### The request
Please rewrite only the part of the material that opens with the line containing "tarp for player-tracking calibration." and closes with the line containing "[102,133,120,143]", keeping every line and its wording. Multiply each bounding-box coordinate by 0.3 and round to the nearest whole number, with halves rounded up.
* START Entries provided *
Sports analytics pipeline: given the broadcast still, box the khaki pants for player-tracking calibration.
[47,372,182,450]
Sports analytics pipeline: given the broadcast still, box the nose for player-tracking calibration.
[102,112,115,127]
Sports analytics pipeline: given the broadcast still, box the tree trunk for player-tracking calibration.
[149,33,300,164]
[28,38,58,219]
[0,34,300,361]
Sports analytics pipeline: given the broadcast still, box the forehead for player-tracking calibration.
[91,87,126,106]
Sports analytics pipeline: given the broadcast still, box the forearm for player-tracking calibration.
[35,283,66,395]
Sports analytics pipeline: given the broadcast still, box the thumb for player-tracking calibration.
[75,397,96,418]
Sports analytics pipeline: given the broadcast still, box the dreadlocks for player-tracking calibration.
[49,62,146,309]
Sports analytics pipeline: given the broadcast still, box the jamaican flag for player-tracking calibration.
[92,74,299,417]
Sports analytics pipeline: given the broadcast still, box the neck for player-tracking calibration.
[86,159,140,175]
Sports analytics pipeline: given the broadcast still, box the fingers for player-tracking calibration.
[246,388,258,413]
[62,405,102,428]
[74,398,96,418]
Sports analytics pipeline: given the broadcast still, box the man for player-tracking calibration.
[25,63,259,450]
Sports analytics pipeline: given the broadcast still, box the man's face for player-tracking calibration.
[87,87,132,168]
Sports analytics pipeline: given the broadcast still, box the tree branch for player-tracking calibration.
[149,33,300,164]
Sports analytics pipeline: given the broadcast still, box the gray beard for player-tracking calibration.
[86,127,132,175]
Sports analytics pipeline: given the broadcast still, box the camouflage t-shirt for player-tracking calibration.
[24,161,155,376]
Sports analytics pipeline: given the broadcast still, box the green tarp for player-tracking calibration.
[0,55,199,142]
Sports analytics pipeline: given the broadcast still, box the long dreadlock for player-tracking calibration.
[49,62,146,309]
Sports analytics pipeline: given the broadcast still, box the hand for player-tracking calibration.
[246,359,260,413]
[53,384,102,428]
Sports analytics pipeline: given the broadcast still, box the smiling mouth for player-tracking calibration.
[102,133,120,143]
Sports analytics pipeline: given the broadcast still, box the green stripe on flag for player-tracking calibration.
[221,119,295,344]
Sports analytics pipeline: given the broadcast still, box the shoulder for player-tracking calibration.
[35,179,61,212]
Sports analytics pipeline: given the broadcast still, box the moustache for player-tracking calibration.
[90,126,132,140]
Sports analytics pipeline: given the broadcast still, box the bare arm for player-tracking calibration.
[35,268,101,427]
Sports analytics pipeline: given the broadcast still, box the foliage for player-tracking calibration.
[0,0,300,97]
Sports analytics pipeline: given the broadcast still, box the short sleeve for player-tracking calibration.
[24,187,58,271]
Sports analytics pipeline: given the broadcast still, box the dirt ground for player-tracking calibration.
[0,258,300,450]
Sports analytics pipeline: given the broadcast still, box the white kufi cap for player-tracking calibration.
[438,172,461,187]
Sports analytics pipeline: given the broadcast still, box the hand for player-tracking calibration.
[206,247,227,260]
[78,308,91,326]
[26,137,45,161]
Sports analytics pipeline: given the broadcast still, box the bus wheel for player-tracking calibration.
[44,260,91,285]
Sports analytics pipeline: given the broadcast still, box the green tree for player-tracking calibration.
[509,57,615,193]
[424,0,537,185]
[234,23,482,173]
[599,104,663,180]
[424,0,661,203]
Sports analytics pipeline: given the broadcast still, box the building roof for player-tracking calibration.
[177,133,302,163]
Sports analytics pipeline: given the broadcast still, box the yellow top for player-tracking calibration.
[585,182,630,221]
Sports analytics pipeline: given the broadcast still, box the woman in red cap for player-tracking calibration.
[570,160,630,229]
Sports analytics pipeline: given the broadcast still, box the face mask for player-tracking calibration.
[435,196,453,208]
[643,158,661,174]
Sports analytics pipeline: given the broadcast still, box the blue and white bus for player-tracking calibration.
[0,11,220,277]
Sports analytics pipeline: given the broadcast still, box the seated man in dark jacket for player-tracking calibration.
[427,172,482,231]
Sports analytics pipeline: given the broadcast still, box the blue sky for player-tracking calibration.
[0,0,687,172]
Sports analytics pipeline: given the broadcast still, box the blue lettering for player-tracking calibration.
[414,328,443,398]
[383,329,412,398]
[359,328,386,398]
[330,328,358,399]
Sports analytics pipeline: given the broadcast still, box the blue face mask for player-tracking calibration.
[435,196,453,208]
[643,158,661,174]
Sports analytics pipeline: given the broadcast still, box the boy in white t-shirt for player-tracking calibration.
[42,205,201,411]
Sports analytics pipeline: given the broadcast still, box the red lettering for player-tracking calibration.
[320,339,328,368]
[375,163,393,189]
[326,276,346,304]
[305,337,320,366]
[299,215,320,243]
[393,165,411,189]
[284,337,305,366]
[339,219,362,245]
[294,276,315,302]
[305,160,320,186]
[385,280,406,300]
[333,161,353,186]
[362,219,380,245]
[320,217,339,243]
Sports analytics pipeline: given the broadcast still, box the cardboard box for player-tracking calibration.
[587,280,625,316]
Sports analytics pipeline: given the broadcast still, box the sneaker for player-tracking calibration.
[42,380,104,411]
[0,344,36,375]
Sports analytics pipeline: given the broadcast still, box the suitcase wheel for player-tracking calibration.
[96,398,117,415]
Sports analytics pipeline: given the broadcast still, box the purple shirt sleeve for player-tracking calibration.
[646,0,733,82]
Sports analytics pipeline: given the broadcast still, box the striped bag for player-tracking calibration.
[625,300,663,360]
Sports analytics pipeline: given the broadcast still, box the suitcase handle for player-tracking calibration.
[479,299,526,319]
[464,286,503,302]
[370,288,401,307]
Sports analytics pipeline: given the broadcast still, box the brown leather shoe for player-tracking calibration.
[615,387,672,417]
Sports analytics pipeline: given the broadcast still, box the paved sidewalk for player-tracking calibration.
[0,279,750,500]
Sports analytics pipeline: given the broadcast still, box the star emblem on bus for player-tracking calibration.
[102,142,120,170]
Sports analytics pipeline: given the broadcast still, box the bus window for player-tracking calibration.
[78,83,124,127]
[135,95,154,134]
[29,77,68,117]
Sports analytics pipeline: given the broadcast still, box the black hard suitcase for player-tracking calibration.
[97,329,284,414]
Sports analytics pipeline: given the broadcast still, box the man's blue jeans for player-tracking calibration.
* END Entries provided *
### Solution to this exercise
Sports analytics pipeline: given the broadcast still, box the green tarp for player-tracking calibration.
[0,17,60,43]
Sports analytics pipeline: given the broadcast still, box the long dreadlock for player-tracking calibration.
[15,19,44,93]
Sports analytics pipeline: given the broadcast still, box the hand for player-tracking calibration.
[74,108,78,124]
[16,115,31,128]
Sports analytics pipeline: given the broadcast still, box the smiling mouth for player-tracking calibration.
[31,40,36,43]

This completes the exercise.